• [EXCERPTED TEXT]
• • • • •

Mamamia Article on the Exploitation of Surgery/Patients on Social Media

Plastic surgery has become entertainment. Here’s why it’s worrying.

Scroll through social media and you’ll find yourself sitting front-row in an operating room, watching a surgeon make incisions on a body. There’s blood. Implants. Discarded fat. The hum drum of music in the background.

And it’s all happening in real life.

With the rise of cosmetic surgery, platforms such as Instagram and TikTok have become extremely powerful marketing tools, with surgeons filling their feeds with before-and-after photos, videos of clients, memes, skits – and of course, surgery.

From injectable treatments to BBL surgery – it seems like nothing is off limits. These days you can consent to having your procedure broadcasted to millions of people all over the world. And bar a couple of well-placed emojis, there is often little to no censorship involved.

Here, it’s all about satisfying the public’s appetite for transformations – giving followers and viewers a sneaky ‘behind the scenes’ pass to see the performance of various surgical procedures.

• • • • •

• [TASK INSTRUCTIONS] In the article on plastic surgery as entertainment, condense the paragraph beginning "From injectable treatments to BBL surgery" into one shorter sentence that keeps its main facts. Work from the article itself and nothing else.

• [AVAILABLE DATA]
• • • • •

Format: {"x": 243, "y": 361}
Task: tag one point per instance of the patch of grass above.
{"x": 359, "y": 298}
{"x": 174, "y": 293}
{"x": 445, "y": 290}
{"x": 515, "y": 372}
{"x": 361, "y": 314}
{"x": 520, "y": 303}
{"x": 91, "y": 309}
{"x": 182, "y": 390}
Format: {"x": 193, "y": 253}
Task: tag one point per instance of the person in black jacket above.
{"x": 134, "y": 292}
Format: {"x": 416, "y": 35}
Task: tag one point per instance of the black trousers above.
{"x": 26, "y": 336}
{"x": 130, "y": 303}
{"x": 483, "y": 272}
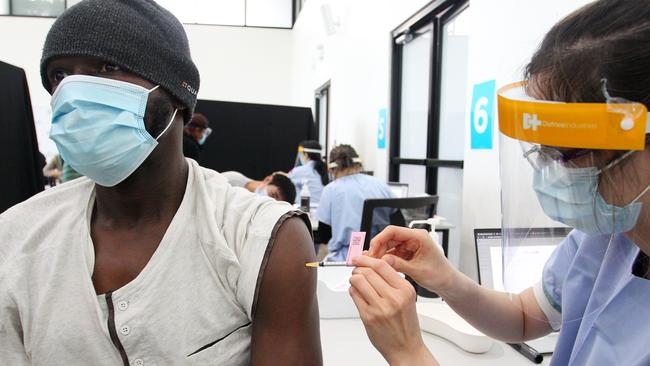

• • • • •

• [SOLUTION] Nothing seems off limits, from injectables to BBL surgery: patients can consent to having their procedures broadcast to millions worldwide, often with little censorship beyond a few well-placed emojis.